• What needs to be done
Rewrite the listing below as a numbered list with one line per item, leaving out the blank lines.

+++ Data excerpts

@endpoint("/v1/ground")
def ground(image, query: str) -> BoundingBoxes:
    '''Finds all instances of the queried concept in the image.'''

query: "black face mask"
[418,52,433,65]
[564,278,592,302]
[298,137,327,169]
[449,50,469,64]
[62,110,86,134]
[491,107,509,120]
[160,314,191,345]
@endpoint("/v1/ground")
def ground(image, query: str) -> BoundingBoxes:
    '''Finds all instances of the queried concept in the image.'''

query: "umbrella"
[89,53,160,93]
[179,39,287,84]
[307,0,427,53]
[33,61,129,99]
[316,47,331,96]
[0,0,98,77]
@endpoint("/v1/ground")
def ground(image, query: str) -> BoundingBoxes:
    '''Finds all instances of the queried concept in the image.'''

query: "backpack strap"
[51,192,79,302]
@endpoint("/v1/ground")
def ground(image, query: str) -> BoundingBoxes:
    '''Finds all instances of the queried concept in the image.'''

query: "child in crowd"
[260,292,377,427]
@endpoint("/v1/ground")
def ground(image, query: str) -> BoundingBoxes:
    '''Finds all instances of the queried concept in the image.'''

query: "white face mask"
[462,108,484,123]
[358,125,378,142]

++++++

• Task response
1. @endpoint("/v1/ground")
2. def ground(image, query: str) -> BoundingBoxes:
3.     '''Finds all instances of the queried concept in the image.'''
4. query: "black face mask"
5. [418,52,433,65]
6. [564,278,592,302]
7. [298,137,327,169]
8. [449,50,469,64]
9. [62,110,86,134]
10. [491,107,509,120]
11. [160,314,191,345]
12. @endpoint("/v1/ground")
13. def ground(image, query: str) -> BoundingBoxes:
14.     '''Finds all instances of the queried concept in the image.'''
15. query: "umbrella"
16. [89,53,160,93]
17. [179,39,287,84]
18. [307,0,427,53]
19. [33,61,129,99]
20. [316,47,331,96]
21. [0,0,98,77]
22. @endpoint("/v1/ground")
23. def ground(image, query: str) -> BoundingBoxes:
24.     '''Finds all instances of the queried concept in the image.'''
25. query: "backpack strap"
26. [51,192,79,302]
27. @endpoint("/v1/ground")
28. def ground(image, query: str) -> BoundingBoxes:
29.     '''Finds all instances of the queried concept in the image.'''
30. query: "child in crowd"
31. [260,292,377,427]
32. @endpoint("/v1/ground")
33. def ground(image, query: str) -> BoundingBoxes:
34.     '''Finds all instances of the queried concept in the image.'''
35. query: "white face mask"
36. [462,108,484,123]
37. [358,125,378,142]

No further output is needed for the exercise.